_PROMPT_: Only the lines from the one with "Put one marker on each instance of the polri" onward are wanted, through the last line of the entries, set down exactly.

(Coordinate annotation records)
------------------------------------------------------------------------
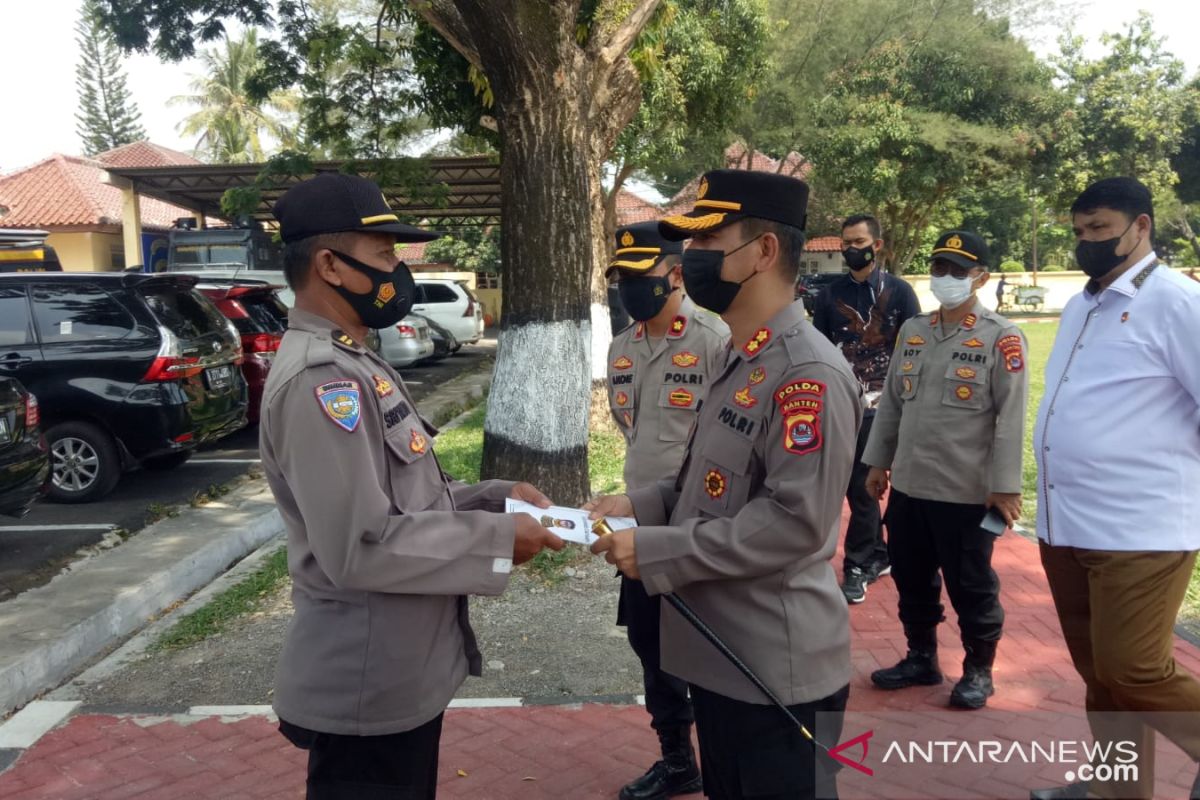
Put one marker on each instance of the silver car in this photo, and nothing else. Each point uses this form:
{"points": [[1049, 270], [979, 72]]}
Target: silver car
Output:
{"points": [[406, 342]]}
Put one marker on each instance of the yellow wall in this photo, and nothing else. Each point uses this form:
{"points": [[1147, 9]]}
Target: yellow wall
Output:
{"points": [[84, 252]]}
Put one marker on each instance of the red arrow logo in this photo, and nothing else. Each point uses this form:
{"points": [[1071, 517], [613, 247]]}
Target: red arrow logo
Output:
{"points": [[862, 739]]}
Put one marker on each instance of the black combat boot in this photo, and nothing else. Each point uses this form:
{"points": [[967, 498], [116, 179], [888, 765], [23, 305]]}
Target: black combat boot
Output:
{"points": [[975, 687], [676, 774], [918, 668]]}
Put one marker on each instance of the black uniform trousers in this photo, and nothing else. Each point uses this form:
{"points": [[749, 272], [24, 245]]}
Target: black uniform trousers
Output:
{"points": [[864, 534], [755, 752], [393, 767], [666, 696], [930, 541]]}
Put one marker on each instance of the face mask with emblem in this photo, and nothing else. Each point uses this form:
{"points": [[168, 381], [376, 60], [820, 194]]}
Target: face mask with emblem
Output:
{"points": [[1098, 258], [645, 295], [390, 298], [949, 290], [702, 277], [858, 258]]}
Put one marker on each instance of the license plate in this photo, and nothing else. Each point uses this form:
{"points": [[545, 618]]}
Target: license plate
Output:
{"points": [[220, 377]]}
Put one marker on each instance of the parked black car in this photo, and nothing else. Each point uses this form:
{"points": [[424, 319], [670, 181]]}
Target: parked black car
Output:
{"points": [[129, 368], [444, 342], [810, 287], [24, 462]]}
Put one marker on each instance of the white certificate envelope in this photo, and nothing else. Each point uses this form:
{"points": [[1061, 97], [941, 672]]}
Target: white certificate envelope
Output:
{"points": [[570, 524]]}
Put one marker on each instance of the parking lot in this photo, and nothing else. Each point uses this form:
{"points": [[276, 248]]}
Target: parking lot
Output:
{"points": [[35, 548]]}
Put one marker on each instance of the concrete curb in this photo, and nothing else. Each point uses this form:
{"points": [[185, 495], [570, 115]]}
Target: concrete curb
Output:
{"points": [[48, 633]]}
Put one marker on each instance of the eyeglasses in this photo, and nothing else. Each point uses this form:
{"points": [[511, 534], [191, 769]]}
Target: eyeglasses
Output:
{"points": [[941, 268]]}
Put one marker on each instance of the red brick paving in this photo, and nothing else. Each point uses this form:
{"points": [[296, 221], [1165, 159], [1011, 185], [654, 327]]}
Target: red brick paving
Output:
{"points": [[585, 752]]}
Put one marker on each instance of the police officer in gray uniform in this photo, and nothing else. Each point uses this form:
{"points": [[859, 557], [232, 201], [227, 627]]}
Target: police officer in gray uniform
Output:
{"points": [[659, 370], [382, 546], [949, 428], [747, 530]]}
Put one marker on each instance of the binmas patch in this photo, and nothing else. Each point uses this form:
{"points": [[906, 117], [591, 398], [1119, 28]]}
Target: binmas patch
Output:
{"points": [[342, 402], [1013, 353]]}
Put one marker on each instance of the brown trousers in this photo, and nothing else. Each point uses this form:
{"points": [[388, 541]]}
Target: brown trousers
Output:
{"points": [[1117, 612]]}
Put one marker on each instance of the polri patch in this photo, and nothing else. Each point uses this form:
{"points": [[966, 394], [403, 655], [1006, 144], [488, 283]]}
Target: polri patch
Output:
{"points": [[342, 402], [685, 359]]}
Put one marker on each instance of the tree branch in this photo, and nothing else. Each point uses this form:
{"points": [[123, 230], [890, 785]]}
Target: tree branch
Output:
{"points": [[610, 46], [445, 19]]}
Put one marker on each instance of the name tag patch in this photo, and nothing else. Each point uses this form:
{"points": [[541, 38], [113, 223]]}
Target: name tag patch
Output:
------------------------------------------------------------------------
_COMPLETE OUTPUT_:
Put one marker on each instance of the polri patch in this photo, and nothing else. Each point uses this form:
{"points": [[966, 394], [403, 655], [1006, 144], [488, 283]]}
Target: polri patch
Output:
{"points": [[342, 402], [685, 359]]}
Put one marker on each instance of the tree branch in this photo, and nothing else. Each point uses this form:
{"points": [[123, 230], [890, 785]]}
Target: tree branch
Output:
{"points": [[610, 46], [445, 19]]}
Put one marker on each instance of the name tag patch in this photo, and nothing else. Each point uses this form:
{"points": [[541, 38], [113, 223]]}
Target: name tag patch
Output:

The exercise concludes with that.